EM PE Interview

I have an interview with an emerging markets focused shop with AUM in the 2.5-3.5 billion range. From what I understand, there will be no modeling test, but definitely questions on finance, models and past experience. I'm beasting my way through Damodaran's class from last semester... including relearning about DCFs and LBOs (even though this shop doesn't do many LBOs... in fact leverage is a very small part of their overall strategy since many emerging markts aren't sophisticated enough to support an LBO). Any other things I should look out for? Should I spend time on LBOs just because it seems to be bread and butter PE even though it may not be so for this shop?

I'm coming from a pre-MBA general mgmt consulting (i.e. not-PE focused) background, so while I have quite a bit of financial modeling experience, little of it is transactional.

Less importantly, any idea what comp should be like? The position is in Asia for what it's worth. 1-2 years consulting experience.

tldr:
1. Emerging markets PE interview from consulting background (Pre-MBA)
2. Financial modeling experience but not transactional
3. What to focus prep on?
4. What comp to expect?

Comments (8)

 
Sep 12, 2012 - 4:28pm

From personal experience:
- Even though you don't see traditional LBO in EM you should still know how to derive your equity IRR - which is essentially what you're calculating in your LBO analysis
- Especially if you're not coming from a finance background, I would be prepared to do quick back of the envelope calculations (e.g. cash multiple/return calcs) to show that you have a basic concept of how a fund would evaluate an investment
- If you are coming from OECD, I would expect some question on the difference between investments in EM and mature markets. How might your risks, drivers and mitigants differ?

- **INFORMATION PROVIDED**:
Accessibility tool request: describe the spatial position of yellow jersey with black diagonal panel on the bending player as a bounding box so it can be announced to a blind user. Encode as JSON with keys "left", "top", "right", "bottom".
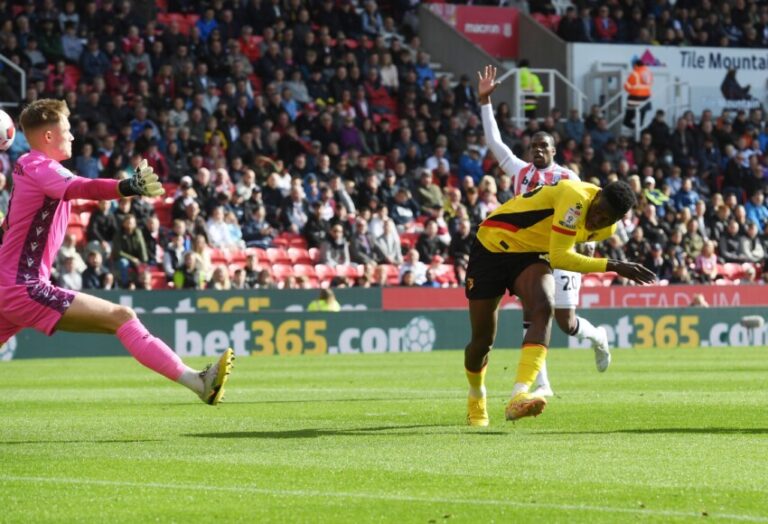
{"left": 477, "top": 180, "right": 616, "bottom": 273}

---

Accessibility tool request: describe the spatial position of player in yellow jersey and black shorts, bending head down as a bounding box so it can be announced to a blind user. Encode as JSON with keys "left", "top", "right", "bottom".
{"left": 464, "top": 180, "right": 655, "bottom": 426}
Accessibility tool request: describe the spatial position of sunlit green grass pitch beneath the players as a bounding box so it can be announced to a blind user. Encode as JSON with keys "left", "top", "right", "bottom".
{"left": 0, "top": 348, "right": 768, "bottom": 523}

* * *

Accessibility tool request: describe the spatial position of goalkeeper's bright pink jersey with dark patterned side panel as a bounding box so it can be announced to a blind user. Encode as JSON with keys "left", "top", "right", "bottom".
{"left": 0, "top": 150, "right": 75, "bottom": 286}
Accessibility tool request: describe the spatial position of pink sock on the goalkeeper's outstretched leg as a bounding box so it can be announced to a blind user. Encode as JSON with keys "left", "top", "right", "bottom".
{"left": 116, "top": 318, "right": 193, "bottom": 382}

- **TASK BRIEF**: Do these statements agree with the forum post about a private equity interview? 1. The shop's AUM is in the 2.5-3.5 billion range. 2. The interview will include a modeling test. 3. The position is in Europe. Answer yes or no for each and quote the deciding words. These rows come from a different source than the forum post.

- **EXERCISE RESPONSE**:
1. Yes: "with AUM in the 2.5-3.5 billion range"
2. No: "there will be no modeling test"
3. No: "The position is in Asia for what it's worth."